● Directions for this task: In the comment thread on health care costs below, what does morganovich say price caps combined with coverage requirements would do to private insurers?
Selected excerpt: Begin

    When I had that plan, I became much more conscious about the medical services I was receiving, and would not go to things recommended that I thought pointless. There were still some problems - like the insurance still provided a fix rate, so I could not really shop doctors or pharmacies but I definitely became more aware of what I was spending. (If only the wife did the same)

    I think High detectability insurance plans and tort reform will solve about 90% of the problem.

    Should probably give VA members vouchers for medical service and dismantle the VA system too.

  3. anon:

    "Do you remember all that Obama talk about mysterious brilliant ways to reduce health care costs? Where did they all go? It turns out that the only real idea they had for reducing health care costs was to deny people care."

    Obama has been trying to convince people that the laws of supply and demand can be suspended by the Obama magic. Health care reform will deliver more health care . . . at a lower price per unit of care. UFB that people eat this stuff up.

    It is a shame that people are gullible enough to buy his BS.

    "...artificial price caps on insurance premiums."

    As seen througout history and around the world, price caps result in shortages, long lines, etc.

    As Hugo Chavez (another fan of shortages caused by price caps) recently said, "Watch out Raul [Castro], Obama is going to end up to the left of us!" (paraphrased)

  4. morganovich:

    potentially even more worrying is the idea that this is not, in fact, an attempt to force the private insurers to make the unpopular service denials but rather, an attempt to drive them out of business altogether.

    price caps in conjunction with coverage requirements provide both hammer and anvil to crush a private insurer by making them all unprofitable.

    then, when the system fails, they can call it a "failure of capitalism" and swoop in with single payer.

  5. anon:

    morganovich,

    You are correct, that is the plan.
Selected excerpt: End
Entries shown: Begin
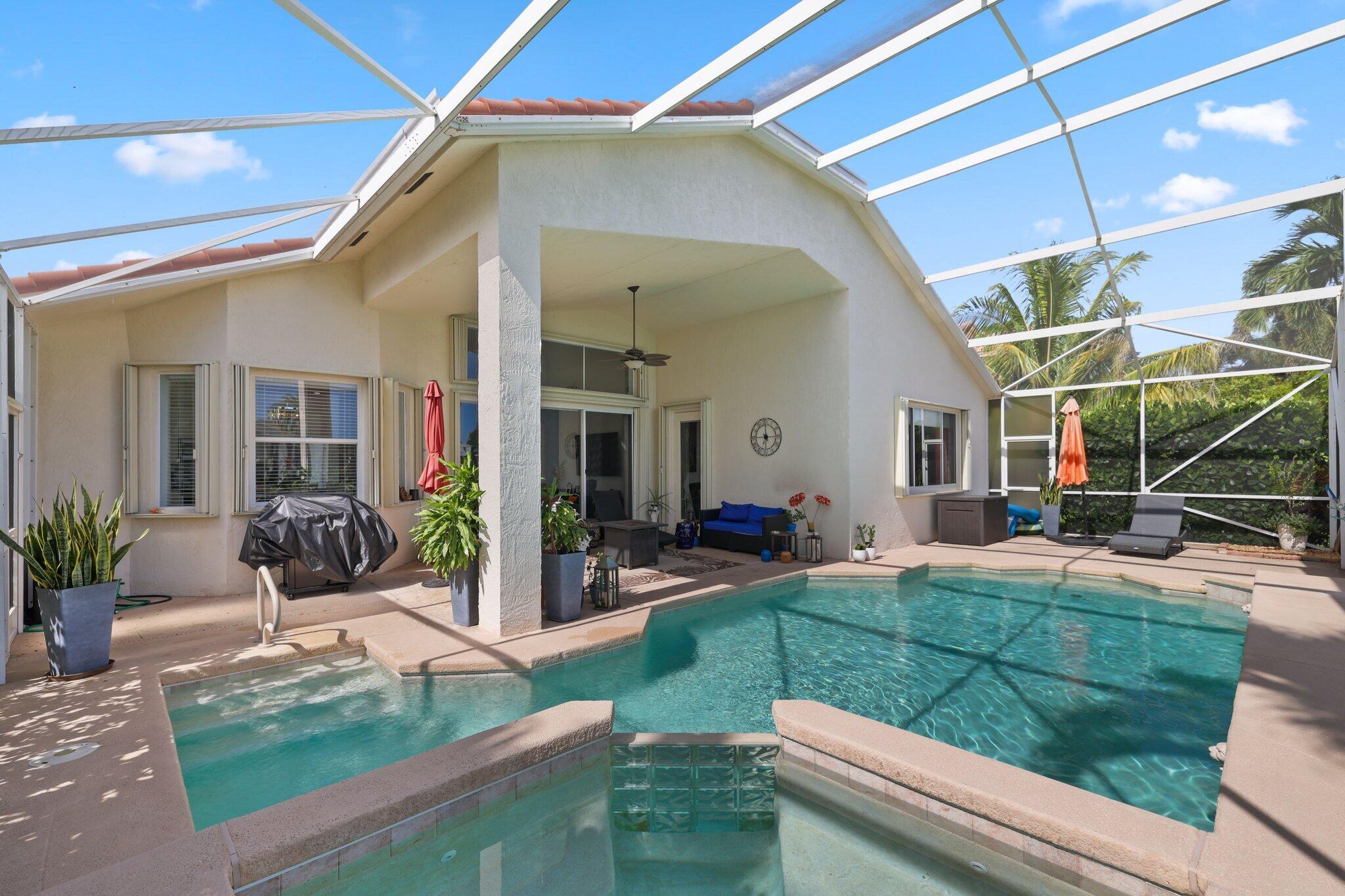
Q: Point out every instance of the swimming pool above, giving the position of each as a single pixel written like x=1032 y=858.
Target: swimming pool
Entries shown: End
Entries shown: Begin
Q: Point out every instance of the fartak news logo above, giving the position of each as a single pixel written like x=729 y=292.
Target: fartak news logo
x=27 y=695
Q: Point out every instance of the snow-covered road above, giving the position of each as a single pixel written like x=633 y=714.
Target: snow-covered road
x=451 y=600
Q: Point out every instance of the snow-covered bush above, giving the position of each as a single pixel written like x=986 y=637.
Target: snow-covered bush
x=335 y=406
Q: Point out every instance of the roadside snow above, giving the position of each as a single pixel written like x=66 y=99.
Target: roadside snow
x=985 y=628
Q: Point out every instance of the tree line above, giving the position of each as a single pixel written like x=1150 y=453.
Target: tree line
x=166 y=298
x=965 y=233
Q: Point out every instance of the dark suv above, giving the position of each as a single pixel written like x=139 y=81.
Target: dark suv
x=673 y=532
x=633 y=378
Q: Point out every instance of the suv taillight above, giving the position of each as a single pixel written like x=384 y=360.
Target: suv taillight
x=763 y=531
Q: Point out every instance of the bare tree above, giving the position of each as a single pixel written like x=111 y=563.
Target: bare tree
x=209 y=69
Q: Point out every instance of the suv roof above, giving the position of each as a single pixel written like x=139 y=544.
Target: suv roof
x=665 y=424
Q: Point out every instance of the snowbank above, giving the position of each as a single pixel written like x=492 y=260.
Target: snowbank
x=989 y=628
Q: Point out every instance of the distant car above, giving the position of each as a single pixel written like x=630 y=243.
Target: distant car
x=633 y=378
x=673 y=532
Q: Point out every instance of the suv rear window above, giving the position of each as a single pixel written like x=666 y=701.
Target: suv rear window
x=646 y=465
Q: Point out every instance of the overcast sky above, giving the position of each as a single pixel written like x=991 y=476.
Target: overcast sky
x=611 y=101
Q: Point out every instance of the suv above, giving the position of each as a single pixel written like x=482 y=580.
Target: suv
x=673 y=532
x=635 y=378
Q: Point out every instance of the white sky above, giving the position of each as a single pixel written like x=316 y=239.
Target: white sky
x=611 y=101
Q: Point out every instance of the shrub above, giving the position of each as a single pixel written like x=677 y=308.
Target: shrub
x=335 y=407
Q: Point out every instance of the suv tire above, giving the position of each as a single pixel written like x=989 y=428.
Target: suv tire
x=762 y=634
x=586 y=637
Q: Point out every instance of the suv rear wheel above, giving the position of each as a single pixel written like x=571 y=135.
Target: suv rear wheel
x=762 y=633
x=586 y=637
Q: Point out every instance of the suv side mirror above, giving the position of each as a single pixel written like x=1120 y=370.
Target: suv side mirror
Entries shown: End
Entries shown: Begin
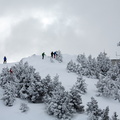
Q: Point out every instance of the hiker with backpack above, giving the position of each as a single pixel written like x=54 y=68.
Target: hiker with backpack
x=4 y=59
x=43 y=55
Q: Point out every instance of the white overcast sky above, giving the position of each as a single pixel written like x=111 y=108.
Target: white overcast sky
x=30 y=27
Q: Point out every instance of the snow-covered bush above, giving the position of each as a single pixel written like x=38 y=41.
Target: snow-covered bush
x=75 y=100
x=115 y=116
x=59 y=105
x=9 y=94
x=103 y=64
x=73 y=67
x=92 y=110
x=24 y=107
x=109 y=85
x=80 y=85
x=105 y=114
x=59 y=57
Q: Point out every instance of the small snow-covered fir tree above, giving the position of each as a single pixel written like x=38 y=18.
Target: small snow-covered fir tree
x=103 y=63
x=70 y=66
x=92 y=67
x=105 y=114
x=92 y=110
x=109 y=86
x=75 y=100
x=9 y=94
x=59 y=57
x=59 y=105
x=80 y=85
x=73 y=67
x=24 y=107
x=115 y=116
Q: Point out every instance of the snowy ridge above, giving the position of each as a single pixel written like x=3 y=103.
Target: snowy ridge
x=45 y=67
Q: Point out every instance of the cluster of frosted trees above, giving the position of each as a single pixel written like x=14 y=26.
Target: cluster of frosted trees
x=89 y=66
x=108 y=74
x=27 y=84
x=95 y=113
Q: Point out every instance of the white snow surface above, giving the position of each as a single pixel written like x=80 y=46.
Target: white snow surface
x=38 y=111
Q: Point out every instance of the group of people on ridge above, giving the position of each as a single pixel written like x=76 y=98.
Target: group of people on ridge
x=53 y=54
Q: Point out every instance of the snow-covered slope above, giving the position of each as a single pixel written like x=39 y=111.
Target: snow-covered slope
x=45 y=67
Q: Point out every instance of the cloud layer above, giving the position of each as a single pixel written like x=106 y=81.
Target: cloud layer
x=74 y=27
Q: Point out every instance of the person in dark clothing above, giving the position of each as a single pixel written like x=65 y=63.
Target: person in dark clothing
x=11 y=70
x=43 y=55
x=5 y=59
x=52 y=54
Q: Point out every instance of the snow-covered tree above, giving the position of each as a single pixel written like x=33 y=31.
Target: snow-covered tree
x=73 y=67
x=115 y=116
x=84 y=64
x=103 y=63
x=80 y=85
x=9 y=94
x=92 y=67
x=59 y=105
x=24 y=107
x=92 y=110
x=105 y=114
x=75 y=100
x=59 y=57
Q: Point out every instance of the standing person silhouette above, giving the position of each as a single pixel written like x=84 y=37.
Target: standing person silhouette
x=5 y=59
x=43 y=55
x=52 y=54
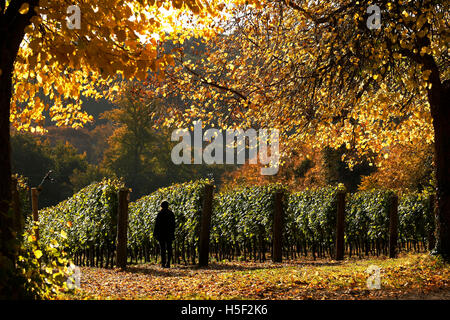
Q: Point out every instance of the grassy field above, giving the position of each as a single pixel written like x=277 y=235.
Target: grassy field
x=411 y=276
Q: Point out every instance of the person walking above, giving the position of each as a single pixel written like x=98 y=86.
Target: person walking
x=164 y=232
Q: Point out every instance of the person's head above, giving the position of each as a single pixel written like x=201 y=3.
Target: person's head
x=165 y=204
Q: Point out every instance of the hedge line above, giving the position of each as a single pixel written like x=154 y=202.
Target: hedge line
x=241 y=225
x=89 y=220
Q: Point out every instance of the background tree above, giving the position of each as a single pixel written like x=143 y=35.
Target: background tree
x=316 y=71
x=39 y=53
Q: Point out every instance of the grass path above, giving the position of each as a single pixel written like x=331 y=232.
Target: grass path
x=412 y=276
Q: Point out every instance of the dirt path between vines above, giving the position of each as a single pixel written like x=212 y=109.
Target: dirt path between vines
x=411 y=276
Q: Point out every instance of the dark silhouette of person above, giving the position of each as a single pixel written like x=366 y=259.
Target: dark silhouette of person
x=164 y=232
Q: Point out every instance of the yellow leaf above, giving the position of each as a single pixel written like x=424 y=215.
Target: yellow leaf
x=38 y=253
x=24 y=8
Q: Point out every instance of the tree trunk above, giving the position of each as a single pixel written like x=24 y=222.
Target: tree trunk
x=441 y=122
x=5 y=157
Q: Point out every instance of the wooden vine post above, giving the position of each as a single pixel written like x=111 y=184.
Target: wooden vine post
Entries shown: End
● Written answer: They would crush private insurers by making them all unprofitable.